### Stated exercise
Please tally how many lines in the listing below contain the string "ground", and reply with that number alone.

* * *

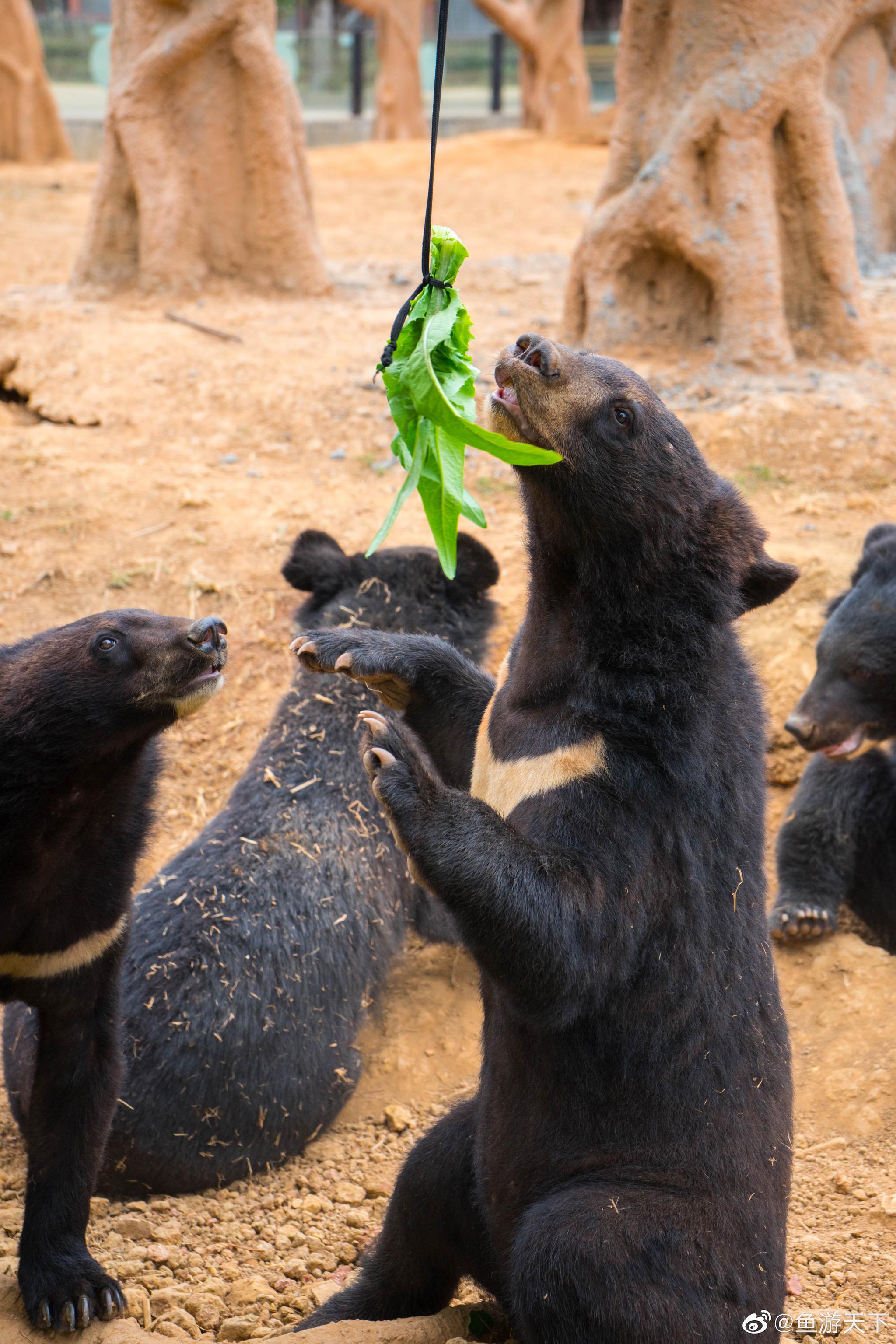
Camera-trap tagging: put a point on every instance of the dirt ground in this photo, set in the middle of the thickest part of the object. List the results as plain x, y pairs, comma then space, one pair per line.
158, 467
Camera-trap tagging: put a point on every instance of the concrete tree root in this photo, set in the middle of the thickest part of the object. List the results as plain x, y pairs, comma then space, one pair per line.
555, 87
399, 103
32, 130
203, 168
723, 217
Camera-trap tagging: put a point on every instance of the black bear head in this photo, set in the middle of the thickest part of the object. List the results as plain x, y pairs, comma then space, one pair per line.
397, 589
633, 497
851, 702
92, 687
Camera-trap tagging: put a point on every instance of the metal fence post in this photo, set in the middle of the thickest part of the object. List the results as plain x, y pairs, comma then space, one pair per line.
358, 72
497, 70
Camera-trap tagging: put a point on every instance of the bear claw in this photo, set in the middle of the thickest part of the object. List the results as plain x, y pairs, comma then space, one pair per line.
374, 721
802, 922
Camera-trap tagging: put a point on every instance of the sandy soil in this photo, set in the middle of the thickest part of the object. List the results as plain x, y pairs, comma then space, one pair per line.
158, 467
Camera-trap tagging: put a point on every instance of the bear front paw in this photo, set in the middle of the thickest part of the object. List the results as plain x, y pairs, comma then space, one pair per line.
797, 920
362, 655
66, 1292
402, 783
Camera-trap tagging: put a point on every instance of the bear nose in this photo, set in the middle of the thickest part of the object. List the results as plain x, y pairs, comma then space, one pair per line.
801, 726
539, 353
207, 634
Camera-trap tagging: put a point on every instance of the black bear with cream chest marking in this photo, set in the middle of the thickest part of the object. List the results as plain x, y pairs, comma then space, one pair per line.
595, 826
256, 951
80, 711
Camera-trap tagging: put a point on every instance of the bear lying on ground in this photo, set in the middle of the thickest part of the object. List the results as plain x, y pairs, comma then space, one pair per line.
80, 710
595, 826
256, 951
837, 843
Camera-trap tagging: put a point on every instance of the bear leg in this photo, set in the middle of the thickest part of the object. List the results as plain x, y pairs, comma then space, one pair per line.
73, 1095
433, 1234
840, 818
633, 1265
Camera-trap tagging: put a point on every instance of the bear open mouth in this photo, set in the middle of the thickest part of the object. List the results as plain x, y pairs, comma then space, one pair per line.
506, 401
195, 693
211, 674
847, 748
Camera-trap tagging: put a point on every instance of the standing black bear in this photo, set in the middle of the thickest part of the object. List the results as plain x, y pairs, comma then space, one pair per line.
80, 710
256, 951
839, 840
624, 1172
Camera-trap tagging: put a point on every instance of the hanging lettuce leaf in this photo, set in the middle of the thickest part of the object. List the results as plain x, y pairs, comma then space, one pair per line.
432, 394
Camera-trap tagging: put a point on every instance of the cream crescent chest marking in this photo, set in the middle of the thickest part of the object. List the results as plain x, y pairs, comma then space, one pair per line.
506, 784
43, 966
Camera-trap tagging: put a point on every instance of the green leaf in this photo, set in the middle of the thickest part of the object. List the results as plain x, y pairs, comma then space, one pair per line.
409, 486
432, 394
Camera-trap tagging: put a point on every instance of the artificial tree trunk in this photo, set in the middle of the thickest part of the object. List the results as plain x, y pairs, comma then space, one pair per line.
32, 130
723, 217
399, 103
203, 168
555, 87
861, 91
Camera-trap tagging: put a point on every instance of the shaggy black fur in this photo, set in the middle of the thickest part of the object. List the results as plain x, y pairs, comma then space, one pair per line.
839, 840
624, 1172
256, 951
80, 709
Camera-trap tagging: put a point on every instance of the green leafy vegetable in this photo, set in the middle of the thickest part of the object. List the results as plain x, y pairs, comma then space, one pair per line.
432, 394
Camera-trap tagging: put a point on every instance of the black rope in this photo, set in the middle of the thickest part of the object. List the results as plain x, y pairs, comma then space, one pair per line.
429, 281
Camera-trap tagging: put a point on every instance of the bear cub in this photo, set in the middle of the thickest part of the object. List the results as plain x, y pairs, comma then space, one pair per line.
594, 822
80, 710
837, 844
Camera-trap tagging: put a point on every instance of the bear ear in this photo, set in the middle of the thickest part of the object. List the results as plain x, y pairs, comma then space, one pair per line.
318, 564
765, 581
477, 569
878, 545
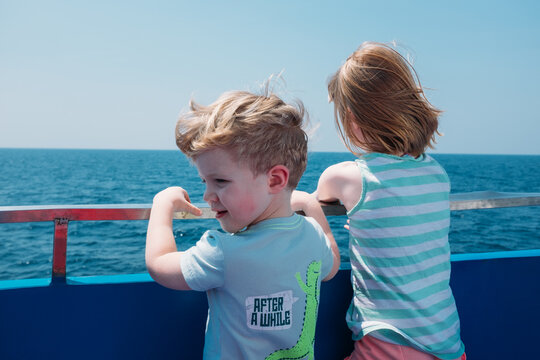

* * *

### Solved problem
2